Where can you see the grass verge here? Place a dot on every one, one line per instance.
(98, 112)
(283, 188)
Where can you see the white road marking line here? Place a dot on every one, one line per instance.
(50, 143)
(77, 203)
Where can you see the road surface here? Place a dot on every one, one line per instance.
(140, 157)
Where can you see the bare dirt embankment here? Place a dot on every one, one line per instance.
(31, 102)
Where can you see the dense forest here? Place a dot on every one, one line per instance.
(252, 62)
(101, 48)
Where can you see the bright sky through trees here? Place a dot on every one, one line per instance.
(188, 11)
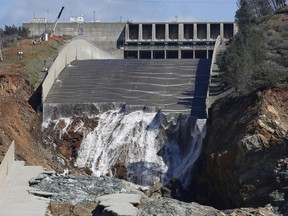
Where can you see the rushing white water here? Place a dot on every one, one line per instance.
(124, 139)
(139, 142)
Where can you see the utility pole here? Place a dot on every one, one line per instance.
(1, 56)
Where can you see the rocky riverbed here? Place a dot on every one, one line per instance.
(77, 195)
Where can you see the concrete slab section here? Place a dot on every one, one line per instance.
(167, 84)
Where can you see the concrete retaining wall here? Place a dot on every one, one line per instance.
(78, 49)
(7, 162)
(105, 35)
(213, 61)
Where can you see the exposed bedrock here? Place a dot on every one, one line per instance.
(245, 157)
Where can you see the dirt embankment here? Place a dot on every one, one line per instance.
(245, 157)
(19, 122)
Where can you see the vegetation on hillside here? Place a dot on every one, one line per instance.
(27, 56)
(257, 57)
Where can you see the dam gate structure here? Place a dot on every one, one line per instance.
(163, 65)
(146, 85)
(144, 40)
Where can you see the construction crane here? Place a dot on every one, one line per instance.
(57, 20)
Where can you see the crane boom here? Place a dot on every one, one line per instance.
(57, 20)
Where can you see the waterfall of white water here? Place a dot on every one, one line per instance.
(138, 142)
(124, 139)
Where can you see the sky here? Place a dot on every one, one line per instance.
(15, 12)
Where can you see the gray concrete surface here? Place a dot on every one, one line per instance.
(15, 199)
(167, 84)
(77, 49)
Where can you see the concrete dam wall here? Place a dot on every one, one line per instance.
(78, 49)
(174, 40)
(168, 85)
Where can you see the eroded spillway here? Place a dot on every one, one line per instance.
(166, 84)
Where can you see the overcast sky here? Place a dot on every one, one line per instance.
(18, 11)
--
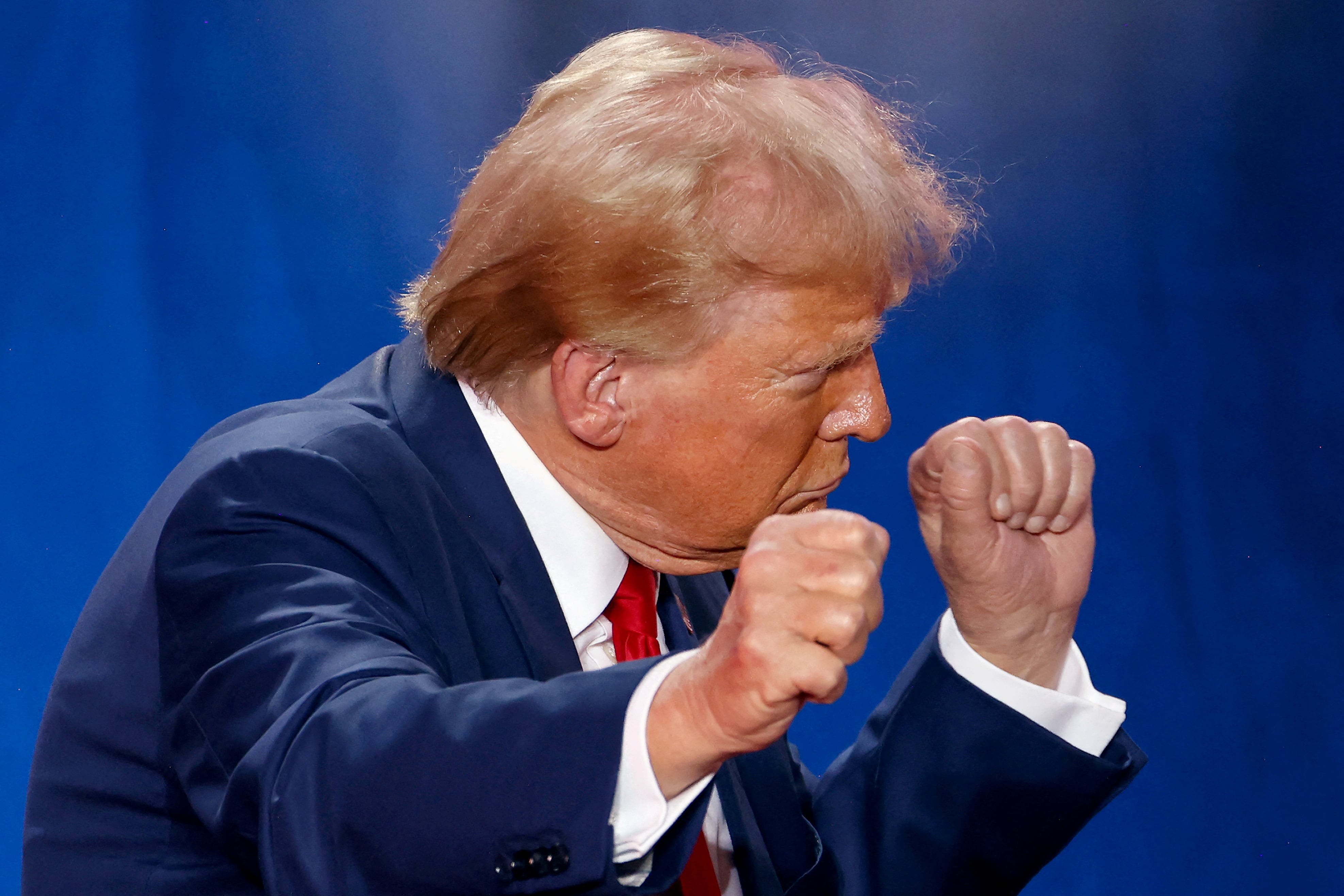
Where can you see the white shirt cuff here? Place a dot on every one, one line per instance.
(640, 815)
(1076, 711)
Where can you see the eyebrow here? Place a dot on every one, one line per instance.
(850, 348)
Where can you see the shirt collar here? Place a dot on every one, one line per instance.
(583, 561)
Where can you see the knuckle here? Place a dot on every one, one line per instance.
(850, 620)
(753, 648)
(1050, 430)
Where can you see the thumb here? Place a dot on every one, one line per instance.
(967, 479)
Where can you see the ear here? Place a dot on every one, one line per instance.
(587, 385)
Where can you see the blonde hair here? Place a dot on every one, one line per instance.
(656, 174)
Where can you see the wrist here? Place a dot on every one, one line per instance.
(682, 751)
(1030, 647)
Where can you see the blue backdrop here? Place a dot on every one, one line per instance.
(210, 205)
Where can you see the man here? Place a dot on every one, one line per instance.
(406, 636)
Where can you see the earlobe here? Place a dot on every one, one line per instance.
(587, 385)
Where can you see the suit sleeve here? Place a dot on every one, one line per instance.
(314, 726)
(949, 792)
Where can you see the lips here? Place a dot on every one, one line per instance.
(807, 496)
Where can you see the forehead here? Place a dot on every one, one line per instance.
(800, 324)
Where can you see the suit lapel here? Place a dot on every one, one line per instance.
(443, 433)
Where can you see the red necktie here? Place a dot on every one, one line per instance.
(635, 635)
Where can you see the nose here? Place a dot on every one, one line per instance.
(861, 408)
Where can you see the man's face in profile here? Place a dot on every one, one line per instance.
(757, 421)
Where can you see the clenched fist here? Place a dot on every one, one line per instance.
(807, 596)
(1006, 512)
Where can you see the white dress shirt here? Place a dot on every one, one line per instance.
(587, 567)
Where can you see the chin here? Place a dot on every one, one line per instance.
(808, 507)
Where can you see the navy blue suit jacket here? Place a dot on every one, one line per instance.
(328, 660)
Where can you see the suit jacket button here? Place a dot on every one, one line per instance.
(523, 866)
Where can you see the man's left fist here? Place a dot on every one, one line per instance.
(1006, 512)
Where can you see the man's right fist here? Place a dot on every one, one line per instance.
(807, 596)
--
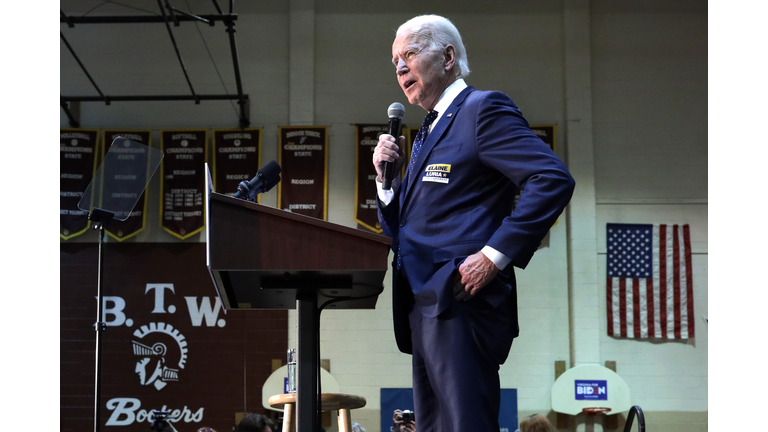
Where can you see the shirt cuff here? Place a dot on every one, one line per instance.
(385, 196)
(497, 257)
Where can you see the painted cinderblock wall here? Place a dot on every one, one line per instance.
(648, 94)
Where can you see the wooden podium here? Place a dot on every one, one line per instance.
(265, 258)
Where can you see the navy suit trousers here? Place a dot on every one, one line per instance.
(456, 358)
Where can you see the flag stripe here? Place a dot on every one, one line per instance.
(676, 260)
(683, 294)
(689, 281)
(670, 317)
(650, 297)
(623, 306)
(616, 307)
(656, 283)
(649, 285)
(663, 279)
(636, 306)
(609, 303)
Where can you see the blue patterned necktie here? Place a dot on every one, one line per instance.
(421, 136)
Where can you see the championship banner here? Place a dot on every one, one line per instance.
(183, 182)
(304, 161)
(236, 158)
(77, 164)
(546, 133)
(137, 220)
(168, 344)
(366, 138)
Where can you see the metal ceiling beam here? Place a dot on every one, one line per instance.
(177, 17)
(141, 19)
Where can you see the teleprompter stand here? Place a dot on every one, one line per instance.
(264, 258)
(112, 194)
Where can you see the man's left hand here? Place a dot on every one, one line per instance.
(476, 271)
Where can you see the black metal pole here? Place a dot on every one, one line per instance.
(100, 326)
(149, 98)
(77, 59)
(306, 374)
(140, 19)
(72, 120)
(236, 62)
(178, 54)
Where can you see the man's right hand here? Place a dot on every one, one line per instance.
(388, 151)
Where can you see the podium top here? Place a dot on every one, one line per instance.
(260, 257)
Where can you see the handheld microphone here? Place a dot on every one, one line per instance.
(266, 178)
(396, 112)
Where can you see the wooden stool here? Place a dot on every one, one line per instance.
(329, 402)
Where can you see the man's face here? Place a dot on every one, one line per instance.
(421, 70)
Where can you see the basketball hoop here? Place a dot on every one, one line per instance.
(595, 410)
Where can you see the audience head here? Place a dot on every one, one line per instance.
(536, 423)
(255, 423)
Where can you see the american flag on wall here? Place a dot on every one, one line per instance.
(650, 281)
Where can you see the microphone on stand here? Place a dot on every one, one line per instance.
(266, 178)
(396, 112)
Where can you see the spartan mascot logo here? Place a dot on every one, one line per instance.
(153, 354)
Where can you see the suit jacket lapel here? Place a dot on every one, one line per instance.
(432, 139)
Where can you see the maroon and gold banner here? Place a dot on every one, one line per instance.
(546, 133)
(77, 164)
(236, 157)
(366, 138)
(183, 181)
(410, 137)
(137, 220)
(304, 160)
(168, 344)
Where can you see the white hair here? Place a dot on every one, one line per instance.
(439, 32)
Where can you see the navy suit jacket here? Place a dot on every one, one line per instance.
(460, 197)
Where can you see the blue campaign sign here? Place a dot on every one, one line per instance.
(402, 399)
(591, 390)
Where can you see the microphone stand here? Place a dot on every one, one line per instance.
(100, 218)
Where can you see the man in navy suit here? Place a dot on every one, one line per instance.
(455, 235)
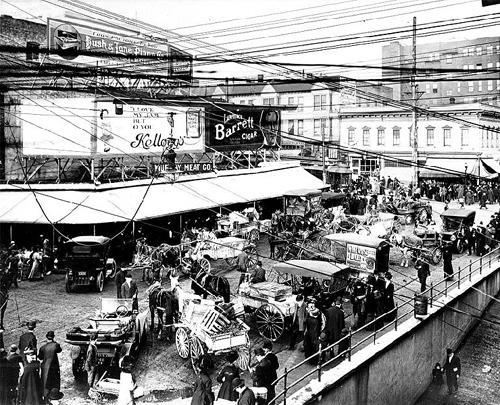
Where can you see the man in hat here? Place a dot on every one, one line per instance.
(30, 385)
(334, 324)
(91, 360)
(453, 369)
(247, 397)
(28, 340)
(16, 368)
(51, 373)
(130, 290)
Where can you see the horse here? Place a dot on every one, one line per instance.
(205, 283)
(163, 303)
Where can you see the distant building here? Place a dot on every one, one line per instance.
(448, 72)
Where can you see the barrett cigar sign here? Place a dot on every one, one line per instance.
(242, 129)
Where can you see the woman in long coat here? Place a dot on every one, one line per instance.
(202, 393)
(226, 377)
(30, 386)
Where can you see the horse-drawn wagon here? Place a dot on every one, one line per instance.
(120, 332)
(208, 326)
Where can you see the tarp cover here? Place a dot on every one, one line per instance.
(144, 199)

§ Work to be completed: Tally the lines in the listing above that contain the word "hair", and state only the resulting number.

§ Exercise solution: 2